Find the line that contains "Annotation task — annotate the champagne"; then retype it and each line after it, exactly, through the final line of the data below.
— START —
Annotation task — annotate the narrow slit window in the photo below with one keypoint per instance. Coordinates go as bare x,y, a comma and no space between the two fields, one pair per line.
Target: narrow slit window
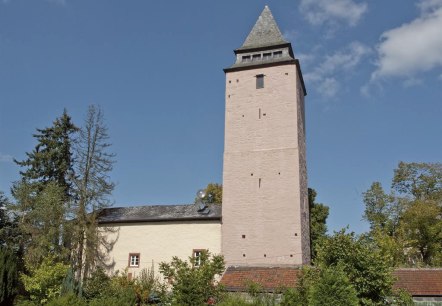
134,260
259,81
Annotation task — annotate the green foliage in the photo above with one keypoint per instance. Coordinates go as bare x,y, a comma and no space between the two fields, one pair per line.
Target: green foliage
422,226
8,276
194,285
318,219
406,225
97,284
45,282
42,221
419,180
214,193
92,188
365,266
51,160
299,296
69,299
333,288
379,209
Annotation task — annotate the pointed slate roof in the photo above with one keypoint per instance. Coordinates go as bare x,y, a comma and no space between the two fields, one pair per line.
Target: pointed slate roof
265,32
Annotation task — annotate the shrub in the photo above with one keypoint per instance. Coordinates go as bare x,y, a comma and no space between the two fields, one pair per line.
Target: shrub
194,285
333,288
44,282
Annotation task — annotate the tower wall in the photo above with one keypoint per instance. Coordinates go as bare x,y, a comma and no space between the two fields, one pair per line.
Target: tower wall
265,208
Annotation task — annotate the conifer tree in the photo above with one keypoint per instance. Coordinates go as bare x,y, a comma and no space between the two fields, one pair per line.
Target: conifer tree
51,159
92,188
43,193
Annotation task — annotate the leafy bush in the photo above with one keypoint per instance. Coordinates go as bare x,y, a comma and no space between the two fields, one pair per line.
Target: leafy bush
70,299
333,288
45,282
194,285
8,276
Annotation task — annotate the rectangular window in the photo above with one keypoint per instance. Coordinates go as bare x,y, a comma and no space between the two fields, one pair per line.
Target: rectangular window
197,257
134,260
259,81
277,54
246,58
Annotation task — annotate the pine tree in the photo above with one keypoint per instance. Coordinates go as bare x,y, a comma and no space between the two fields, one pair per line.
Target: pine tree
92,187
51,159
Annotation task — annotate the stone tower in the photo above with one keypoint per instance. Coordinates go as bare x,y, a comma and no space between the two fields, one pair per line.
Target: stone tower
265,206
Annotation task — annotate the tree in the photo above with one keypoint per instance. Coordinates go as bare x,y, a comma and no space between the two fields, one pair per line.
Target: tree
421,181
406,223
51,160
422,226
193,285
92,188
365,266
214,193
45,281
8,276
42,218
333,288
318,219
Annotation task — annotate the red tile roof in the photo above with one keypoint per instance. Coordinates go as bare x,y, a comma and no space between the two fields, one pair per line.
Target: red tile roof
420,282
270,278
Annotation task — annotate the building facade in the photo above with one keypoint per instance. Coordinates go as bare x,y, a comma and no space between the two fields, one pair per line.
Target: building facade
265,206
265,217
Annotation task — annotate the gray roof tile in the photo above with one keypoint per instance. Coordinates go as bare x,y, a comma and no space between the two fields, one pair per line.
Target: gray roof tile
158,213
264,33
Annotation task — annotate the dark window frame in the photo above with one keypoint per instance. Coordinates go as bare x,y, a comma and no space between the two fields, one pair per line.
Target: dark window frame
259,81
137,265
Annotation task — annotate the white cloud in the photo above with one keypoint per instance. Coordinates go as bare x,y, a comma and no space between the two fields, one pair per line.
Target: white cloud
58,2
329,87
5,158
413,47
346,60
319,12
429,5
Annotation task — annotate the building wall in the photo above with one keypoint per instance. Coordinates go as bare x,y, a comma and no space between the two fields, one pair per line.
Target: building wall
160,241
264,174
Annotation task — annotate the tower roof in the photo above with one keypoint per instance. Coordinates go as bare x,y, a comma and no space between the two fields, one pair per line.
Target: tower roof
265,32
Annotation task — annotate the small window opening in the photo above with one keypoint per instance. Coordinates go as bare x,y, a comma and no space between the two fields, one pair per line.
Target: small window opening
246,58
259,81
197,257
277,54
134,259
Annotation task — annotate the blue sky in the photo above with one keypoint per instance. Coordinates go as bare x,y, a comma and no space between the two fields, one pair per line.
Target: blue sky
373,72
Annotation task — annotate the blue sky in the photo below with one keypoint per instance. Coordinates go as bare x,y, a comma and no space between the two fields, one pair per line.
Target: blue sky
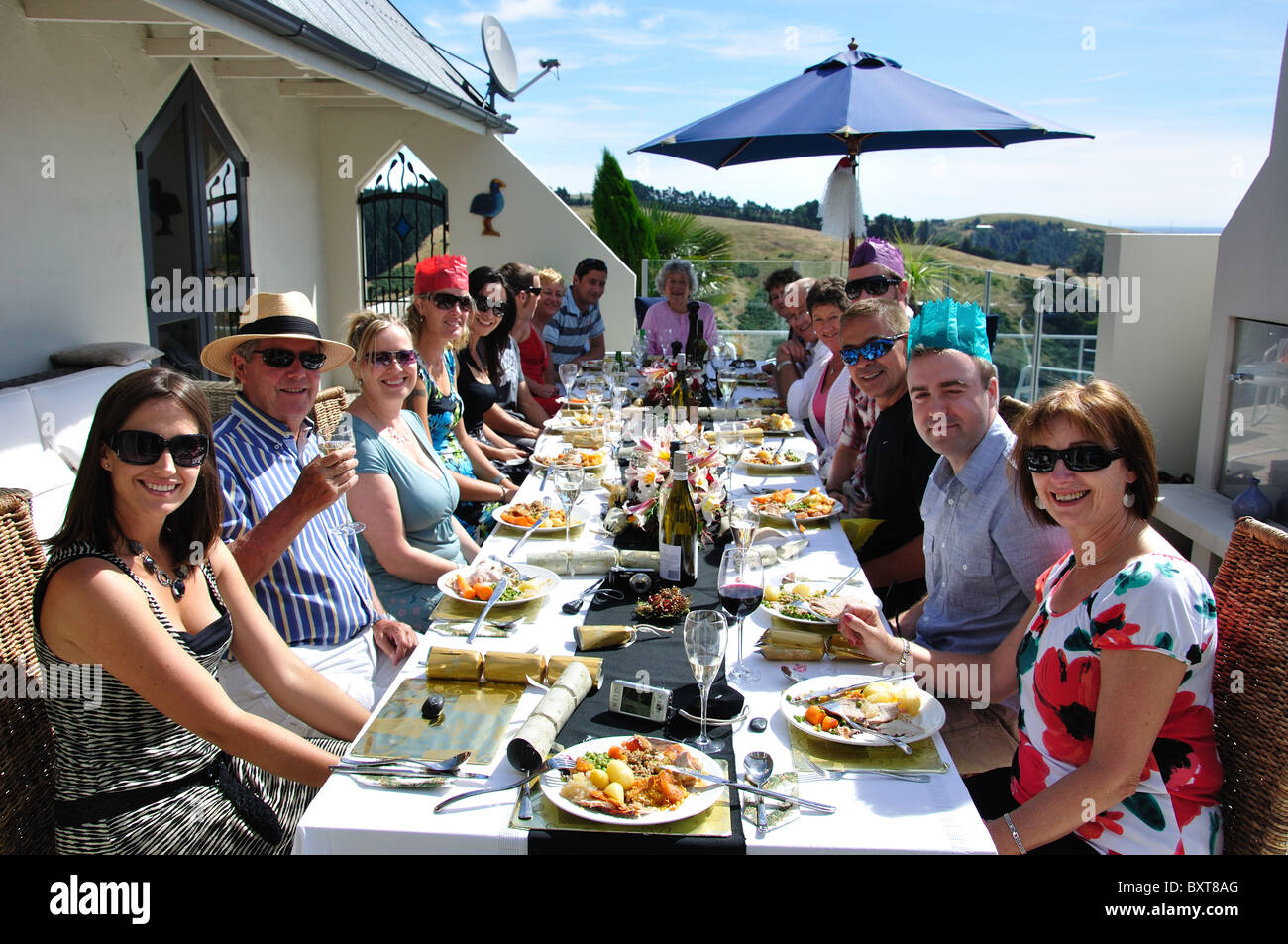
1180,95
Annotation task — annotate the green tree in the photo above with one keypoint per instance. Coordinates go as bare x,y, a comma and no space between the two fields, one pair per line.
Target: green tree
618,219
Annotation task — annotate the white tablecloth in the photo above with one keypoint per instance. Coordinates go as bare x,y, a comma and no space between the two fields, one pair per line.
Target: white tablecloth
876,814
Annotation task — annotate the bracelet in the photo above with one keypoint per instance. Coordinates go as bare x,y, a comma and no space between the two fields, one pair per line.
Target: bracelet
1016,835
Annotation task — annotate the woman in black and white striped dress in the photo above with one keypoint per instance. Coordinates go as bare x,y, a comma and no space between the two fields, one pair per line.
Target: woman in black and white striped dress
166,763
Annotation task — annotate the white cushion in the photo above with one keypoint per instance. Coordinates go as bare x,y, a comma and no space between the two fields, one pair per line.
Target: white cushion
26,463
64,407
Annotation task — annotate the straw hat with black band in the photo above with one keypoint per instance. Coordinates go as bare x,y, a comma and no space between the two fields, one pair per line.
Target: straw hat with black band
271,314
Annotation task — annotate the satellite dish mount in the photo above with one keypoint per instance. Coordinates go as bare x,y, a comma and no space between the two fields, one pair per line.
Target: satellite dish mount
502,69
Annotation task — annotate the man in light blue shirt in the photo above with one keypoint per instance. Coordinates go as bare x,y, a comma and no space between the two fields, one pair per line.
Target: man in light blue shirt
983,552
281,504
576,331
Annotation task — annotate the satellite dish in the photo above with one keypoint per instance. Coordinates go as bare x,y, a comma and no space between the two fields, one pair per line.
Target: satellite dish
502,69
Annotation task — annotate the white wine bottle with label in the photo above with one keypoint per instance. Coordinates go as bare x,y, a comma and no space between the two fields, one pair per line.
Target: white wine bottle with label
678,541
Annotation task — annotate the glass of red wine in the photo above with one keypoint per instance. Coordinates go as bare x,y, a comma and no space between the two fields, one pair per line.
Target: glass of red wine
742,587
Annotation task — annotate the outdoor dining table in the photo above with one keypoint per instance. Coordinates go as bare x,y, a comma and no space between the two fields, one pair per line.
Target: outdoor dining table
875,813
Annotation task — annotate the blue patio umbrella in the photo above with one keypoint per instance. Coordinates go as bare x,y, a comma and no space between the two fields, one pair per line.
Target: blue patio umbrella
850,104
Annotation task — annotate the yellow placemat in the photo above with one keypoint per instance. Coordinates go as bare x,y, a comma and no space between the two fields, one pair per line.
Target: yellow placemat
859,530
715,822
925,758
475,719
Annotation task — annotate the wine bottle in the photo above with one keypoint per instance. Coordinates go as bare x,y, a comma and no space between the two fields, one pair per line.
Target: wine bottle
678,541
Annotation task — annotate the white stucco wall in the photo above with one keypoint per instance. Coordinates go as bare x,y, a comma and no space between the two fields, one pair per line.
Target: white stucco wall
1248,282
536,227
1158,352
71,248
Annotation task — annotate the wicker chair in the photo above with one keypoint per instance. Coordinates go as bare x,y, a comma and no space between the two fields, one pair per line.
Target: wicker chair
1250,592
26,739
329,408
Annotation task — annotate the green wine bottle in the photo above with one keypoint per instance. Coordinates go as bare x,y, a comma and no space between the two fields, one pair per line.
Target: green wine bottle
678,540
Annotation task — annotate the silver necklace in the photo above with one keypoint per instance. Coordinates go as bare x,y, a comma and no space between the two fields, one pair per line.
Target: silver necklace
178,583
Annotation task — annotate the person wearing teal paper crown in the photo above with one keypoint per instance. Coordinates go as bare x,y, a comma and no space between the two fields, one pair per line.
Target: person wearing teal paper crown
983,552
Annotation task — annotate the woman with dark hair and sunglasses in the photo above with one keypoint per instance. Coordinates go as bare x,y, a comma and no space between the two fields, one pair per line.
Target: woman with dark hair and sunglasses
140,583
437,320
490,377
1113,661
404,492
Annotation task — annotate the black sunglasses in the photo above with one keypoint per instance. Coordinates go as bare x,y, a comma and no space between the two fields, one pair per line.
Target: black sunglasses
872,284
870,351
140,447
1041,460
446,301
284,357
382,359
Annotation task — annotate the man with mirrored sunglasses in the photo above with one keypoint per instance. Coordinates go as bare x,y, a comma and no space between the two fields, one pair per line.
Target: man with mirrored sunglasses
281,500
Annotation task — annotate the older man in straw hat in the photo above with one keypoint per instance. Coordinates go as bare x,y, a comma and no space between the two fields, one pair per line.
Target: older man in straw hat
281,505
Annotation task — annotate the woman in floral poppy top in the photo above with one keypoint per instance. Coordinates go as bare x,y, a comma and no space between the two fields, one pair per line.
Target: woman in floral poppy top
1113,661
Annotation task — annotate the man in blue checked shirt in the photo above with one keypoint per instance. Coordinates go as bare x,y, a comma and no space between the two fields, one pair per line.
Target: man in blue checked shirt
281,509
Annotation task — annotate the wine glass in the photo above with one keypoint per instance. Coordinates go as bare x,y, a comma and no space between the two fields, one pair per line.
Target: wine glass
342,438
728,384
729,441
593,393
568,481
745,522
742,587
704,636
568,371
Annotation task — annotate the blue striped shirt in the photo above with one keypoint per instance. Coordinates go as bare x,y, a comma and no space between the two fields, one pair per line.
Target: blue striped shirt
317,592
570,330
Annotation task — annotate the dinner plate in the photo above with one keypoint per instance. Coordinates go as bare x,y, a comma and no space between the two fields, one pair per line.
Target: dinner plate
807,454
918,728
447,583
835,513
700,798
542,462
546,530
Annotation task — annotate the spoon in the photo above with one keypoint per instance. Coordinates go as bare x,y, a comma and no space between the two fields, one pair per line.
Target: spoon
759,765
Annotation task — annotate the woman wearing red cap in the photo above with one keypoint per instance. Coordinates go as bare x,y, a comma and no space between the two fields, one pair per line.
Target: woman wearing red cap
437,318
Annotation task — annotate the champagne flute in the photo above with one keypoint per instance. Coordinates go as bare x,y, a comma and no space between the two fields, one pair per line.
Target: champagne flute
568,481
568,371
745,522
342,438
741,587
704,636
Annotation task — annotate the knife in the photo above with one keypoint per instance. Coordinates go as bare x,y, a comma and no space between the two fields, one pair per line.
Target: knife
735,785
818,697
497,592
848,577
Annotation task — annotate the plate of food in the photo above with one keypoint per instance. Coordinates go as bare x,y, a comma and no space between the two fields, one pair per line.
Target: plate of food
— END —
▶ _OUTPUT OF THE TASK_
Annotation task — annotate the champagne flute in the photo above with one keypoint per instance. Coordinates go as bare x,y, a comma and no space between the two fields, one pair per line.
Target: champagne flute
568,481
568,371
745,522
342,438
741,587
704,636
Annotation task — annotate the knife in the photo above with one keypoint per instance. Coordinates go as bare x,y, a comma and no space between the two fields, one pair per line.
Target: knife
735,785
818,697
497,592
848,577
Annotation task — annotate the plate of food in the photo above with one keypoint per instance. Coordinates go as bare x,y, a comma and no space between the two fields, one pair per line.
Target: plate of food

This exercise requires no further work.